• _Exercise_
Report every line in the items below that contains the word "black", counting a line only when the letters match in case.

==*==

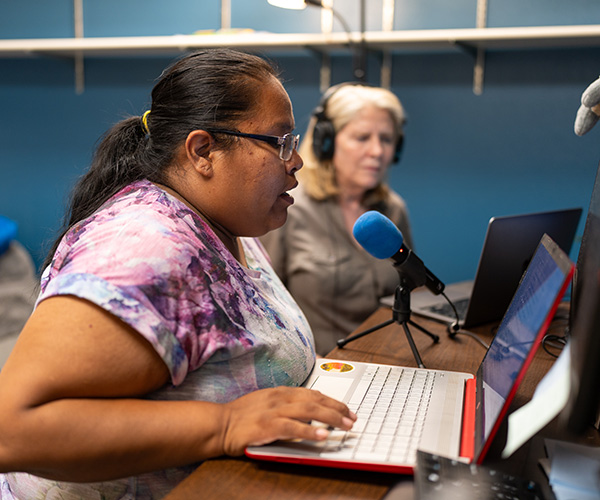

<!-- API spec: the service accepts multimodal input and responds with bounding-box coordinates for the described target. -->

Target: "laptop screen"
[475,235,573,457]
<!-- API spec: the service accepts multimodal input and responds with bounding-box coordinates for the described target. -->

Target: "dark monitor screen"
[562,161,600,434]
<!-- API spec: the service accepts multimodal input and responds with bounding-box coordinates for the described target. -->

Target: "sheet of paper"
[502,344,571,458]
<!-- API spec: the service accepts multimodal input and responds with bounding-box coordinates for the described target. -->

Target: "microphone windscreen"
[352,210,404,259]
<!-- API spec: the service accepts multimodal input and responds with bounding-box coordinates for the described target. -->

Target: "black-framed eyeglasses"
[209,128,300,161]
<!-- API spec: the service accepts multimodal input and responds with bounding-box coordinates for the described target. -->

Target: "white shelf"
[0,25,600,58]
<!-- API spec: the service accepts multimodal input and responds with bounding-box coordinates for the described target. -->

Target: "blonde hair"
[297,84,406,205]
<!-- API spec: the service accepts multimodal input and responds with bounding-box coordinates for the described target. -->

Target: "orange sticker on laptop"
[319,362,354,373]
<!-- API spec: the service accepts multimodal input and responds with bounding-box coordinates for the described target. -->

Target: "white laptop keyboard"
[318,366,439,464]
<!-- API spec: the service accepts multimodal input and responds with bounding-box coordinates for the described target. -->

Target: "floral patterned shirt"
[0,181,315,500]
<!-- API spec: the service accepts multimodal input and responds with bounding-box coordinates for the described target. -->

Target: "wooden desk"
[165,308,580,500]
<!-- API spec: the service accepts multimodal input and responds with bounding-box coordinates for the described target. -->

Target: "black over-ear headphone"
[312,82,404,163]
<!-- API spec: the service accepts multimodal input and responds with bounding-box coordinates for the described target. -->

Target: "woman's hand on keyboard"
[222,387,356,456]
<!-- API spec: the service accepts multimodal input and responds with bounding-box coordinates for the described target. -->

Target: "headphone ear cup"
[392,134,404,163]
[313,118,335,161]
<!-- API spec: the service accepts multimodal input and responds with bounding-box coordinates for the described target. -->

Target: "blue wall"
[0,0,600,282]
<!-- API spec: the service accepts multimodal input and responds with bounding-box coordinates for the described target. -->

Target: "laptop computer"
[246,235,574,474]
[398,208,582,328]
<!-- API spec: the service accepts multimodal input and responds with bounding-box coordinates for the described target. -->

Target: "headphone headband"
[312,82,404,163]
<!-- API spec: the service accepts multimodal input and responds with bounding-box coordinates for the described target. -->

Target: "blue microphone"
[352,210,445,295]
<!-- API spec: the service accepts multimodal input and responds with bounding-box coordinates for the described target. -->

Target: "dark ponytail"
[42,49,278,270]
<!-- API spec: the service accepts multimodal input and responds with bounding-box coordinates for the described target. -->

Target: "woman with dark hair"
[0,49,356,500]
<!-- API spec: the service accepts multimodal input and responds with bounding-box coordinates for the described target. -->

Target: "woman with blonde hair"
[262,83,412,355]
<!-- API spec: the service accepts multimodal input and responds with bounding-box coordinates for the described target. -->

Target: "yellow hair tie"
[142,110,150,134]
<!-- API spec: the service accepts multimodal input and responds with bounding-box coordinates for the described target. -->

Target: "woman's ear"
[185,130,214,177]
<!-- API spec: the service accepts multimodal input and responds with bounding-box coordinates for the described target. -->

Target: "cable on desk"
[442,292,489,349]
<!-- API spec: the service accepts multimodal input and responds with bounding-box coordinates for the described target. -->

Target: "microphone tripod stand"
[337,272,440,368]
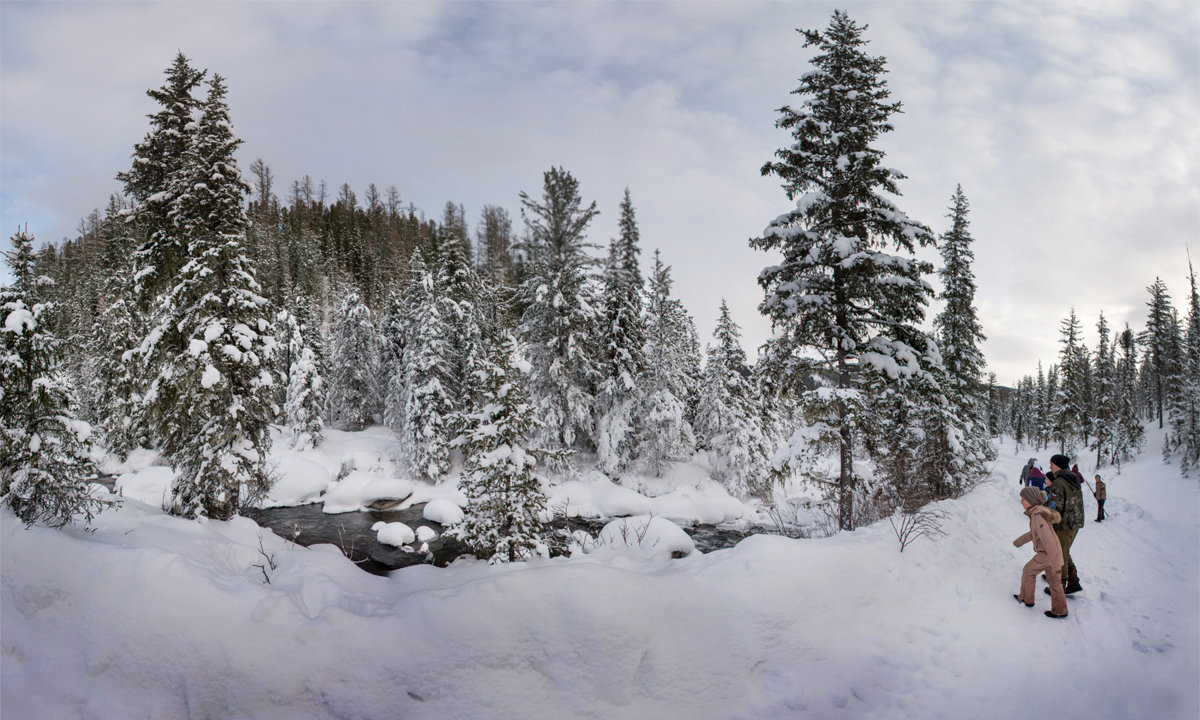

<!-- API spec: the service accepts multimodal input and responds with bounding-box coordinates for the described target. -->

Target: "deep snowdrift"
[0,433,1200,720]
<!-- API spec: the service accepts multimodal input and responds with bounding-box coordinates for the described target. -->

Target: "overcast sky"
[0,0,1200,384]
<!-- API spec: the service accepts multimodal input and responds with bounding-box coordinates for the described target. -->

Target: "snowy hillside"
[0,424,1200,720]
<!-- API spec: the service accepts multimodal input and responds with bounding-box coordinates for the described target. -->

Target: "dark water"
[241,504,762,575]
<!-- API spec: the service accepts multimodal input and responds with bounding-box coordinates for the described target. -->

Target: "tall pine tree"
[750,11,934,529]
[0,232,110,527]
[143,76,280,520]
[517,168,600,451]
[596,188,646,475]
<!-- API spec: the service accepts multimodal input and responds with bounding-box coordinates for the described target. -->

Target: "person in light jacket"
[1013,487,1067,618]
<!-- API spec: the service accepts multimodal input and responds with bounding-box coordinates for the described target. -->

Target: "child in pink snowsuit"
[1013,487,1067,618]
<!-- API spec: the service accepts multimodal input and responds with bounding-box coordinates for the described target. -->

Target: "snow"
[262,451,332,508]
[4,307,37,335]
[0,428,1200,720]
[592,515,696,560]
[371,522,416,547]
[200,365,221,390]
[422,498,466,526]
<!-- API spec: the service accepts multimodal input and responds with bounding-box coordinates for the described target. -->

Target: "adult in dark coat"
[1046,455,1084,595]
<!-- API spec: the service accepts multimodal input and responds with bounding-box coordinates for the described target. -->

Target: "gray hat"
[1021,485,1046,505]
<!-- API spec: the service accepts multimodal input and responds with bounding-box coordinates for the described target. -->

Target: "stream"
[241,504,766,575]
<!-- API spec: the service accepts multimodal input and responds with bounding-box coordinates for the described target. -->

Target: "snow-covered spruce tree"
[142,76,280,520]
[434,216,496,410]
[1166,262,1200,475]
[116,53,206,306]
[934,185,995,475]
[635,251,698,475]
[516,168,601,451]
[1112,324,1146,468]
[89,196,151,460]
[325,286,380,430]
[984,372,1008,438]
[451,332,546,563]
[1088,312,1117,468]
[695,298,773,498]
[1138,277,1176,427]
[378,282,408,436]
[275,310,325,450]
[750,11,934,529]
[0,232,110,527]
[1007,376,1034,448]
[400,250,455,480]
[854,316,960,508]
[596,187,646,475]
[1050,308,1091,457]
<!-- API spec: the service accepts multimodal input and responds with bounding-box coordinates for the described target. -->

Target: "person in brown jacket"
[1013,487,1067,618]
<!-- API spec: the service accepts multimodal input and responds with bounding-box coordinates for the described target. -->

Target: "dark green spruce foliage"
[750,11,934,529]
[928,185,995,476]
[1164,263,1200,474]
[596,188,646,475]
[116,53,206,305]
[143,76,280,520]
[0,232,110,527]
[451,332,546,563]
[516,168,600,451]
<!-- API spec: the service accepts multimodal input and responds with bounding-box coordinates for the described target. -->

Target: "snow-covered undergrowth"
[0,433,1200,720]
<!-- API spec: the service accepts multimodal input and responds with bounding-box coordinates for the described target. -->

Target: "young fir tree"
[1030,360,1050,450]
[451,332,546,563]
[88,196,151,460]
[1112,324,1146,468]
[1168,263,1200,475]
[0,232,110,527]
[276,310,325,450]
[1138,277,1176,427]
[1050,308,1091,457]
[696,298,770,498]
[750,11,934,529]
[400,250,456,480]
[516,168,600,450]
[326,288,380,430]
[434,219,496,408]
[596,188,646,475]
[378,285,408,436]
[635,251,696,475]
[143,76,280,520]
[116,53,206,301]
[1088,312,1117,468]
[934,185,995,475]
[984,372,1008,437]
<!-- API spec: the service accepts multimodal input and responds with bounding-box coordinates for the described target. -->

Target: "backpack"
[1046,473,1084,530]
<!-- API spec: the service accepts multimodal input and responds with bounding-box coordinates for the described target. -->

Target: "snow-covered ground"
[0,431,1200,720]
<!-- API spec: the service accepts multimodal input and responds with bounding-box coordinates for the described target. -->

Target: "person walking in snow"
[1020,457,1038,487]
[1046,455,1084,595]
[1025,460,1046,490]
[1013,487,1067,618]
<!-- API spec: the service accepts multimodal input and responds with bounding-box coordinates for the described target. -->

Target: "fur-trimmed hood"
[1025,505,1062,524]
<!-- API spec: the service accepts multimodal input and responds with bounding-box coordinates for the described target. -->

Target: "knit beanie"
[1021,485,1046,505]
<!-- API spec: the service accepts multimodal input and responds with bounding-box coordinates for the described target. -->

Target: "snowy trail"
[0,429,1200,720]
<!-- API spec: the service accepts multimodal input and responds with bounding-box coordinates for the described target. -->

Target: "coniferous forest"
[2,12,1200,549]
[0,2,1200,720]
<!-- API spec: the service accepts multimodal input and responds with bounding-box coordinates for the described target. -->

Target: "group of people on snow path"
[1013,455,1108,618]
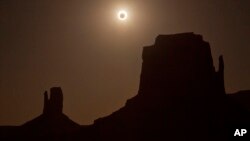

==*==

• _Reply to the task_
Target: "black-framed eyeglasses"
Target: "black over-ear headphone"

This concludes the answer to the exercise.